Phrase grounding data
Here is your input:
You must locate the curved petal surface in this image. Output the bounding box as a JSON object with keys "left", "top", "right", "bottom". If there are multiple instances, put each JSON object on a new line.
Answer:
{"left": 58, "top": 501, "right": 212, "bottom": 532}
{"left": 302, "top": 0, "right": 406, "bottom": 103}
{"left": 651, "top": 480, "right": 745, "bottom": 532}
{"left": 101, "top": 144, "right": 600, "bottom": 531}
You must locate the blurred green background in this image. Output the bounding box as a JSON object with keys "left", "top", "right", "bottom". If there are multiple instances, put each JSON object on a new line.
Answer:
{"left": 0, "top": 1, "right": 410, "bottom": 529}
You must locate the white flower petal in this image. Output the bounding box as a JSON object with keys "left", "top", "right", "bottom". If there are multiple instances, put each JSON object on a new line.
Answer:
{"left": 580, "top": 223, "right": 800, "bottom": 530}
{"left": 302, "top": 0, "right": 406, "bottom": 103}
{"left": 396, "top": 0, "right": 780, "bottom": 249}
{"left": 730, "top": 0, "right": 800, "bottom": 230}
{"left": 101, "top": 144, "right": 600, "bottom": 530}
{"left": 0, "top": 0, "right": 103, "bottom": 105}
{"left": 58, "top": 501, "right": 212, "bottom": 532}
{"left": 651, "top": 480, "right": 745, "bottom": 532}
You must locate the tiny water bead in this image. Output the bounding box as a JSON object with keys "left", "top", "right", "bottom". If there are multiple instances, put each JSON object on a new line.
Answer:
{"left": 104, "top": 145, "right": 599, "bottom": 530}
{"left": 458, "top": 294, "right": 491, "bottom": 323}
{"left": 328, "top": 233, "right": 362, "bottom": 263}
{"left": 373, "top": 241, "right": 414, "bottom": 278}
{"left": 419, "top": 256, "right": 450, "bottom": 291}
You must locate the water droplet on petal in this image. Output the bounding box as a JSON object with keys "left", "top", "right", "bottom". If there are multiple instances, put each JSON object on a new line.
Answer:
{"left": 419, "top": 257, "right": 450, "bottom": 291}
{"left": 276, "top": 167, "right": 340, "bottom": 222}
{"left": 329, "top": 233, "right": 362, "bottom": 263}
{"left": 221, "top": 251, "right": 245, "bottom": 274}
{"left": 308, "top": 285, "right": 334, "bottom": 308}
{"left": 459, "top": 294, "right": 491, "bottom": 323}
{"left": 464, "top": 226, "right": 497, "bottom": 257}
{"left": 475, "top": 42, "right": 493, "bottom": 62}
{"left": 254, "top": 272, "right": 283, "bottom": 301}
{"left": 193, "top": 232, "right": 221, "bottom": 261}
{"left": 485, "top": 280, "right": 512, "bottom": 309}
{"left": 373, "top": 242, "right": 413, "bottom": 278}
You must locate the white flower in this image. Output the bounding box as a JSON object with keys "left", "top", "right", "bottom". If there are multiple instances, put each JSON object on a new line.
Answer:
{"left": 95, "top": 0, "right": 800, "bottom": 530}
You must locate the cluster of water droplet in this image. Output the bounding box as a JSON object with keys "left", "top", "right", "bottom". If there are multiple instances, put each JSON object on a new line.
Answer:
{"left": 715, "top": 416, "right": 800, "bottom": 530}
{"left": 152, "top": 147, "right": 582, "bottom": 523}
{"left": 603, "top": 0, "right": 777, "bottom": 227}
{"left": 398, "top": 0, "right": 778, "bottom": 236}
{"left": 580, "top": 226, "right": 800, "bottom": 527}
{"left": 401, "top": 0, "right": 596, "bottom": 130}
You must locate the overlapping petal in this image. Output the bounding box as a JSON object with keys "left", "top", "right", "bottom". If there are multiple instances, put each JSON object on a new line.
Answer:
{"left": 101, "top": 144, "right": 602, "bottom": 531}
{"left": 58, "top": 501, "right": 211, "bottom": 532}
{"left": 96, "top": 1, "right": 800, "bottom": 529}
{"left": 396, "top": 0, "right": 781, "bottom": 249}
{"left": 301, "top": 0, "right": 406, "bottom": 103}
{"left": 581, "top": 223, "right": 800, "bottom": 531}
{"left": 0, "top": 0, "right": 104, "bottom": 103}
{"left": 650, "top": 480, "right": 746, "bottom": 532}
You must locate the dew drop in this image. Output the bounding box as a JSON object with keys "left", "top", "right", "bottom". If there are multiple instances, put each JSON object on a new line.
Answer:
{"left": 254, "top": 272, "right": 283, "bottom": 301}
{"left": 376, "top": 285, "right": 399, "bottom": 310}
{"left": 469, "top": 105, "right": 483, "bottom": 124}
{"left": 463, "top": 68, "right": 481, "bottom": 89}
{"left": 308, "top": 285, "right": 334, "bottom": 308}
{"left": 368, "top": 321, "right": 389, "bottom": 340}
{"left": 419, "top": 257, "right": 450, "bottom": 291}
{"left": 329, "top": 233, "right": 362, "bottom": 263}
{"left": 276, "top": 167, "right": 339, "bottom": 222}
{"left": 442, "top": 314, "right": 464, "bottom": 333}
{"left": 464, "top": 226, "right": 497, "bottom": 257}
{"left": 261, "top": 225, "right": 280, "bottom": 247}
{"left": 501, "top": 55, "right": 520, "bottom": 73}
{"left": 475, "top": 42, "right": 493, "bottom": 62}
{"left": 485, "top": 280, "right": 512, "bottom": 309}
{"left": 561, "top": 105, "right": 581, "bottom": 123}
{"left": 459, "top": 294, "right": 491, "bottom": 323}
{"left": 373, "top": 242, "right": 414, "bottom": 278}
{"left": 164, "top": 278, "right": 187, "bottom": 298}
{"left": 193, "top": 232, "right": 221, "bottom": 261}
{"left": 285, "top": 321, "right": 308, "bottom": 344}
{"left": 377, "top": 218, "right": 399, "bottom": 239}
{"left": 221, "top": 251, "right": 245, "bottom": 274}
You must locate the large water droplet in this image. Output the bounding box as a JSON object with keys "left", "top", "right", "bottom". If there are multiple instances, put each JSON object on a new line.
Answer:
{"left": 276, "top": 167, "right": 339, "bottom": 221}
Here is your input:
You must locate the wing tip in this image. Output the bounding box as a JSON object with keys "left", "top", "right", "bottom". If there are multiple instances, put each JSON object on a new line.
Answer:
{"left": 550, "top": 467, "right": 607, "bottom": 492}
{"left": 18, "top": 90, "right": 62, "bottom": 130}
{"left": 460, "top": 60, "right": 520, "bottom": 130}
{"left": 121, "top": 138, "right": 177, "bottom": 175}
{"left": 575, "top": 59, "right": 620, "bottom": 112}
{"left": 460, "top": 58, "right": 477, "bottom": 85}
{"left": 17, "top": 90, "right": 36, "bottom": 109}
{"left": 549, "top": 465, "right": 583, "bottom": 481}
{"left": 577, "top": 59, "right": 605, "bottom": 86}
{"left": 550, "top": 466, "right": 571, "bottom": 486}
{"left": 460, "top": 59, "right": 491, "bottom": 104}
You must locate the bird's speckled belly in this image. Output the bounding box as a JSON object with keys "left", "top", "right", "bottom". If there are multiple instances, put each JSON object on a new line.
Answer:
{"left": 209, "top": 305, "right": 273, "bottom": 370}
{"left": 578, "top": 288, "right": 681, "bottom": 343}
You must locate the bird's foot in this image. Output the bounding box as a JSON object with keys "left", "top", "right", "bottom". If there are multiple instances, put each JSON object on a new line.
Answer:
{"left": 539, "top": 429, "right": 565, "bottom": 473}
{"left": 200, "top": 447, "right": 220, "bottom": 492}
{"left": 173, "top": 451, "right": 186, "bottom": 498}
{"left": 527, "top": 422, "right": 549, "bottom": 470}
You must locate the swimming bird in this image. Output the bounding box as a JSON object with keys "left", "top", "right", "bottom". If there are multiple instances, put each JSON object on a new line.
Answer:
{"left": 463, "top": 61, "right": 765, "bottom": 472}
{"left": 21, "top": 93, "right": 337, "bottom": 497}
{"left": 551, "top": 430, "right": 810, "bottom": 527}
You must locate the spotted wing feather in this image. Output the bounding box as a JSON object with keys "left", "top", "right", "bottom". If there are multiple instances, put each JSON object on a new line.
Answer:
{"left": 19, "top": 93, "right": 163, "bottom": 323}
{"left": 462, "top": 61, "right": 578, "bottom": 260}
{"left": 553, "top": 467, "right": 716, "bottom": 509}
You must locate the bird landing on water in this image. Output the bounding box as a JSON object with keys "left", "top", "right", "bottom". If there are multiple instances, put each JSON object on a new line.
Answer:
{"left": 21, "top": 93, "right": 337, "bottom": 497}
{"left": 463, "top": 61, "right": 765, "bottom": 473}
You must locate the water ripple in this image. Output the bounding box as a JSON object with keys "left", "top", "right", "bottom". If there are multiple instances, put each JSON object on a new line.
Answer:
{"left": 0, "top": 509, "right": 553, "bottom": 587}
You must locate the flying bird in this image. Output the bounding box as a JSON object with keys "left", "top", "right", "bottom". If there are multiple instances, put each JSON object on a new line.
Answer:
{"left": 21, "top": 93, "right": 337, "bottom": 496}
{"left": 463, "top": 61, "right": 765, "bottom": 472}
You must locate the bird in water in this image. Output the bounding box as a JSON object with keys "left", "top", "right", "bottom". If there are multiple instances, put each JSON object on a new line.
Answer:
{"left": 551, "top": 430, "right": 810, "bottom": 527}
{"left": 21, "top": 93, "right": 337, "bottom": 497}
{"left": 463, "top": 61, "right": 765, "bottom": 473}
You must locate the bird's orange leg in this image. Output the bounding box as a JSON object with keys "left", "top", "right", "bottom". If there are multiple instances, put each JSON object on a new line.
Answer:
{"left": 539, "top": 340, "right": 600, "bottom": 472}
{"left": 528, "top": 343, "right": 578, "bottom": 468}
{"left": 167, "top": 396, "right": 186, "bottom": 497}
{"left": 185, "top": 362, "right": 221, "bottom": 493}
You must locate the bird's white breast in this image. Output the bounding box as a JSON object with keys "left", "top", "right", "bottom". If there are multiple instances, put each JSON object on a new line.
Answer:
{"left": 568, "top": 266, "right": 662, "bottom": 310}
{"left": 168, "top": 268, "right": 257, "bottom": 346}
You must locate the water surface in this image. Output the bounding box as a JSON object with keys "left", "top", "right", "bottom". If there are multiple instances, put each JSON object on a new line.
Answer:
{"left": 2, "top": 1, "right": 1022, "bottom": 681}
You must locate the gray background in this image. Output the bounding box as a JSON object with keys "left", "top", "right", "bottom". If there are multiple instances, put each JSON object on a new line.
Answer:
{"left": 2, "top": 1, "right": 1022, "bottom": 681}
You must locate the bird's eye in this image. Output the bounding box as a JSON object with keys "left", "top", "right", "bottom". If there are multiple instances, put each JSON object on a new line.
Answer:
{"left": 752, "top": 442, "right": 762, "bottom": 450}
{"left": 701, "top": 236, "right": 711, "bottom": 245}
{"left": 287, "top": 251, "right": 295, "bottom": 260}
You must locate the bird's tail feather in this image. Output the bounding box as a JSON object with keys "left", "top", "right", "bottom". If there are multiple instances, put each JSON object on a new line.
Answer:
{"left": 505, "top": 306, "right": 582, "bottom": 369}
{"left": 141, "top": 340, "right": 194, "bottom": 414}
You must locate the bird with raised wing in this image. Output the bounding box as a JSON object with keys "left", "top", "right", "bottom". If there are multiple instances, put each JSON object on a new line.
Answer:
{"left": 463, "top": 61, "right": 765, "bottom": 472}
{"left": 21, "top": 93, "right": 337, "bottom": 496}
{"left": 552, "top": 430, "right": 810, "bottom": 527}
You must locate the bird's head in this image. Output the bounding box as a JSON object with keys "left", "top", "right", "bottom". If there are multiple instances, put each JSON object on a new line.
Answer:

## AIM OF THE TASK
Filter the entries above and copy only the lines that hold "feather".

## TASK RESULT
You must locate the spotted wing feather in this image. Output the bounding box as a JSON object with keys "left", "top", "right", "bottom". If there are multiple instances, put each JSON object on a new line.
You must locate the bird's tail feather in this image. Output the bounding box as a JSON object with keys "left", "top", "right", "bottom". If there are multiple instances, put each JSON object on a new line.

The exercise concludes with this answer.